Material for this task:
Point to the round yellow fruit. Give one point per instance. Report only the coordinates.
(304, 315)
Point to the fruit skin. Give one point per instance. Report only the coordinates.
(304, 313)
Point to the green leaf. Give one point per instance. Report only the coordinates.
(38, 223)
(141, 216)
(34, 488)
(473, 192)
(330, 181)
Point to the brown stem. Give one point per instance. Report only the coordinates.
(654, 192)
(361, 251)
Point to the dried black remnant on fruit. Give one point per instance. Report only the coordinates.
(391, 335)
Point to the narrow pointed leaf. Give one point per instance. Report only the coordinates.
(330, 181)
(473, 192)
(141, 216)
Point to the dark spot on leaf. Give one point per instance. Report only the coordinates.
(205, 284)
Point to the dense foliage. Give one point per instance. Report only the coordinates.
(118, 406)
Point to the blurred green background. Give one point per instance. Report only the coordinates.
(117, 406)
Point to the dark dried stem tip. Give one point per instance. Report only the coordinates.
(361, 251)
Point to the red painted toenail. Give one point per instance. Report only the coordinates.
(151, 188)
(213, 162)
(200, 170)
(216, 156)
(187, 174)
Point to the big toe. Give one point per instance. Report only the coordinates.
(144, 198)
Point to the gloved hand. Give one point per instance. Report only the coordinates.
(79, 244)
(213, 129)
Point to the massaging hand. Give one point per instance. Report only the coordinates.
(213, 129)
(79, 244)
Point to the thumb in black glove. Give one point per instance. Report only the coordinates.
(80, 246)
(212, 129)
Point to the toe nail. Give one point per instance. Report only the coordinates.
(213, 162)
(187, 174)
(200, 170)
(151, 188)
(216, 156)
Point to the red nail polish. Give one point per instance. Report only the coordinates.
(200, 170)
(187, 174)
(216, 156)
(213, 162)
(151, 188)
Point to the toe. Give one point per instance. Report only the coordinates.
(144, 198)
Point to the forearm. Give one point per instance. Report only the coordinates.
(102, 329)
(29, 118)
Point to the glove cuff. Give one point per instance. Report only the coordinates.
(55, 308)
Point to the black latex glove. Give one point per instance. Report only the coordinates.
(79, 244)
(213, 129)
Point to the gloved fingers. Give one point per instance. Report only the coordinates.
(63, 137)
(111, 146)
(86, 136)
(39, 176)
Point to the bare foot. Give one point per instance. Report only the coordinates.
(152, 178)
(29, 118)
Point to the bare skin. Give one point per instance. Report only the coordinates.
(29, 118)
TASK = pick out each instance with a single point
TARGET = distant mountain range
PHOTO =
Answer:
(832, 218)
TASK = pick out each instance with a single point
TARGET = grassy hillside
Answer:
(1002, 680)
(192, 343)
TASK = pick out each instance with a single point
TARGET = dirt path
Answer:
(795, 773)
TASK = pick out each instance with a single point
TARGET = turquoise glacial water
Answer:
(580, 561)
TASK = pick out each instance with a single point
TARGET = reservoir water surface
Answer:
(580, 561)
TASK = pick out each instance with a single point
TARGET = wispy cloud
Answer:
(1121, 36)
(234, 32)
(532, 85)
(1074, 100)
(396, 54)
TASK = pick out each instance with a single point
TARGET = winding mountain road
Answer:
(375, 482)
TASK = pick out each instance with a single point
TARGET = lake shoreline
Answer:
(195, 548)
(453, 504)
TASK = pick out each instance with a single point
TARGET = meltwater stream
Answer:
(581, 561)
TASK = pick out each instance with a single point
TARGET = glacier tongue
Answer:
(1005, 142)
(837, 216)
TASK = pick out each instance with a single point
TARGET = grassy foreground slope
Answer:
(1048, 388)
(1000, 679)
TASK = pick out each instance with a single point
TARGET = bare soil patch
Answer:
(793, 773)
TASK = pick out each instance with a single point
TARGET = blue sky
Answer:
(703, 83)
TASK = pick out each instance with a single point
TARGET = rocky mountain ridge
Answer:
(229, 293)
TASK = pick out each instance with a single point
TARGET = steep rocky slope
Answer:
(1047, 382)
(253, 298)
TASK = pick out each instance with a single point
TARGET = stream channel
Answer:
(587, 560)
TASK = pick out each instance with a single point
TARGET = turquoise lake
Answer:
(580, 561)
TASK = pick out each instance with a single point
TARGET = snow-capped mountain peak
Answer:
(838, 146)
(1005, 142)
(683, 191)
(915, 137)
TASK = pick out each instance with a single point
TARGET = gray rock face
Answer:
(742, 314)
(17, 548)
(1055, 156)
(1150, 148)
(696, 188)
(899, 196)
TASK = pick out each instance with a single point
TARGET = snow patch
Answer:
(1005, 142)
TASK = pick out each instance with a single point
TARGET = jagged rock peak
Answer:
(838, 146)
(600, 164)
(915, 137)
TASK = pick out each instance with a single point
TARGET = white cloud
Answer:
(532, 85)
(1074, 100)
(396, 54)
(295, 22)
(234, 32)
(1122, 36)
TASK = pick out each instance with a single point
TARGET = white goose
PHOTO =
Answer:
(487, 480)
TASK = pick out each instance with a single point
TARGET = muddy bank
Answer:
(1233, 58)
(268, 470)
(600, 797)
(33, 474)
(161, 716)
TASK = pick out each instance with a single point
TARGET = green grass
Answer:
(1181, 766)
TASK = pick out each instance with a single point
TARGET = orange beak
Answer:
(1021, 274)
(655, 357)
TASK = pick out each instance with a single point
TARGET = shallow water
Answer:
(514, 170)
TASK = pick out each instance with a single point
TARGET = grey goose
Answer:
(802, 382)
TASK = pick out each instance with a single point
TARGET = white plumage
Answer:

Exercise details: Return every line of the rows that contains the string "hand", treating uppercase and lowercase letters as distinct.

Result of this task:
Point to the gloved hand. Give one point per instance. Report only the coordinates.
Point to the massaging hand. Give one point per instance. Report only the coordinates.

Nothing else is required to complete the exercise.